Esercizio 1 ::
Trascrivi il brano sulla maternità surrogata tra "La tragedia della" e "fondamentale alla bigenitorialità?", estremi compresi.

Brano da leggere ::
◆ ◆ ◆ ◆ ◆ ◆ ◆
Così li definisce Christian Bobin uno scrittore e poeta francese, vincitore del premio Prix des Deux Magots nel 1993 e del premio Prix de l’Académie Française nel 2016.
La tragedia della maternità surrogata
Pupi: perché non usare questa parola con tanto di tono dispregiativo, che traspare dal tweet, con quelle donne che tanto vorrebbero essere madri ma non possono vivere la maternità? Oppure con quelle donne, con quelle madri che hanno perso un figlio? Oppure con quelle donne, con quelle madri, con quelle nonne che non si sentiranno più chiamare “mamma” oppure “nonna”? Oppure con quelle donne che costrette dalla fame, dalla miseria o addirittura perché ingannate si ritrovano con un figlio ridotto a un mero pacco regalo da dare a qualche coppia omosessuale. Privando il bambino non solo della sua dignità di essere umano ma anche del diritto fondamentale alla bigenitorialità?
◆ ◆ ◆ ◆ ◆ ◆ ◆
Dati archiviati ::

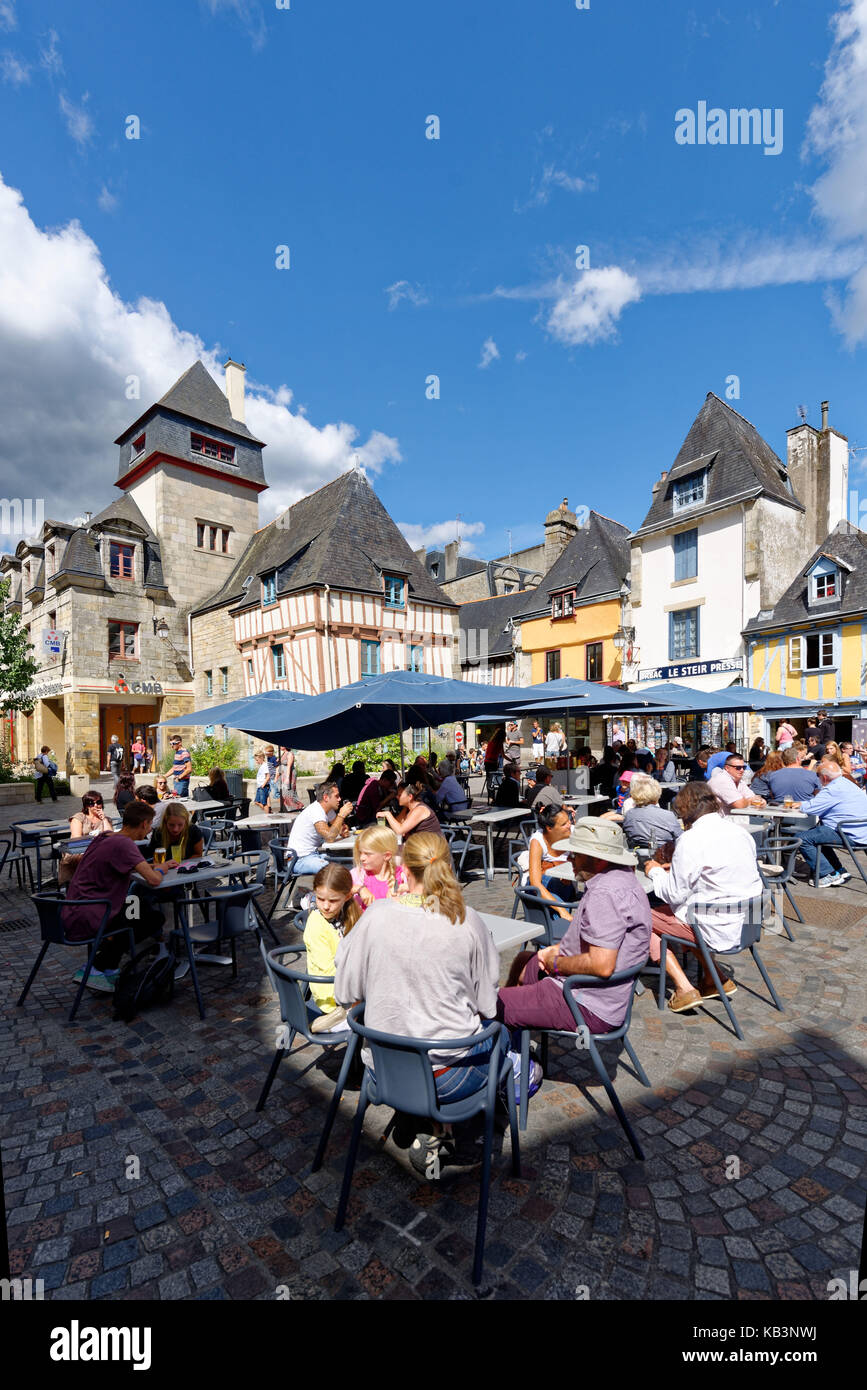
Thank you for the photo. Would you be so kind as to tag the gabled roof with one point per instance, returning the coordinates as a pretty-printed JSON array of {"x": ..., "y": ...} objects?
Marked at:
[
  {"x": 849, "y": 545},
  {"x": 339, "y": 535},
  {"x": 492, "y": 617},
  {"x": 593, "y": 565},
  {"x": 738, "y": 460},
  {"x": 122, "y": 509},
  {"x": 196, "y": 396}
]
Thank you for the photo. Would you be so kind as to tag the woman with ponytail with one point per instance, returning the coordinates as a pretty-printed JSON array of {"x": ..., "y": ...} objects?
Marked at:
[{"x": 425, "y": 966}]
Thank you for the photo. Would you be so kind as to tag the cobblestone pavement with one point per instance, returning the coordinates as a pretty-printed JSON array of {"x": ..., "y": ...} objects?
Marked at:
[{"x": 753, "y": 1183}]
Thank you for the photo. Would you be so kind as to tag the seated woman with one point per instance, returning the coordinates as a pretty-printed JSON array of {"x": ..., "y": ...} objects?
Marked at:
[
  {"x": 178, "y": 836},
  {"x": 91, "y": 820},
  {"x": 416, "y": 816},
  {"x": 555, "y": 824},
  {"x": 425, "y": 966},
  {"x": 217, "y": 786},
  {"x": 334, "y": 916},
  {"x": 714, "y": 861},
  {"x": 124, "y": 791},
  {"x": 377, "y": 873},
  {"x": 646, "y": 824},
  {"x": 760, "y": 786}
]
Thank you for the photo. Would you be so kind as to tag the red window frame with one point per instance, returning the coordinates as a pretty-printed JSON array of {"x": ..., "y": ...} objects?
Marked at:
[
  {"x": 211, "y": 448},
  {"x": 124, "y": 555},
  {"x": 122, "y": 628}
]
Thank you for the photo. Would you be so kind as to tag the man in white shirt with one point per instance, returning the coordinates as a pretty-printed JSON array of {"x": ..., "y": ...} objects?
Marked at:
[
  {"x": 320, "y": 823},
  {"x": 839, "y": 801},
  {"x": 725, "y": 784},
  {"x": 714, "y": 862}
]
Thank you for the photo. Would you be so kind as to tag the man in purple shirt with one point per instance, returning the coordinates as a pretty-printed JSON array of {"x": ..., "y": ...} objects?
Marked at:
[{"x": 610, "y": 930}]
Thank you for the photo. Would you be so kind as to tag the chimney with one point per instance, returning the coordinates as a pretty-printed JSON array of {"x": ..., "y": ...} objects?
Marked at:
[
  {"x": 235, "y": 374},
  {"x": 452, "y": 548},
  {"x": 560, "y": 526}
]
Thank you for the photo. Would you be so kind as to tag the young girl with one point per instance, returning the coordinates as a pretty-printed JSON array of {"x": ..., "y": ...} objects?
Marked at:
[
  {"x": 377, "y": 875},
  {"x": 334, "y": 915}
]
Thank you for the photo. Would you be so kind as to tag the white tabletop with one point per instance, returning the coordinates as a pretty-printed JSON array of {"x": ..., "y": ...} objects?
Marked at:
[
  {"x": 279, "y": 818},
  {"x": 510, "y": 931}
]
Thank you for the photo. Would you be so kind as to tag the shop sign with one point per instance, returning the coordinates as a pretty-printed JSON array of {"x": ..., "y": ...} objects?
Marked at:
[{"x": 685, "y": 670}]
◆ ◆ ◆ ◆ ◆ ◆ ◆
Esercizio 2 ::
Presenta come CSV a due colonne, intitolate compito e valore, le righe dei dati archiviati dalla riga che contiene "tag the shop" fino alla fine, estremi compresi. Metti una riga CSV per ciascun compito, con il suo testo e la relativa risposta, ognuno in un solo campo tra virgolette e con gli a capo sostituiti da spazi.

Risposta completa 1 ::
La tragedia della maternità surrogata
Pupi: perché non usare questa parola con tanto di tono dispregiativo, che traspare dal tweet, con quelle donne che tanto vorrebbero essere madri ma non possono vivere la maternità? Oppure con quelle donne, con quelle madri che hanno perso un figlio? Oppure con quelle donne, con quelle madri, con quelle nonne che non si sentiranno più chiamare “mamma” oppure “nonna”? Oppure con quelle donne che costrette dalla fame, dalla miseria o addirittura perché ingannate si ritrovano con un figlio ridotto a un mero pacco regalo da dare a qualche coppia omosessuale. Privando il bambino non solo della sua dignità di essere umano ma anche del diritto fondamentale alla bigenitorialità?

Risposta completa 2 ::
compito,valore
"Thank you for the photo. Would you be so kind as to tag the shop sign with one point per instance, returning the coordinates as a pretty-printed JSON array of {""x"": ..., ""y"": ...} objects? Marked at:","[{""x"": 685, ""y"": 670}]"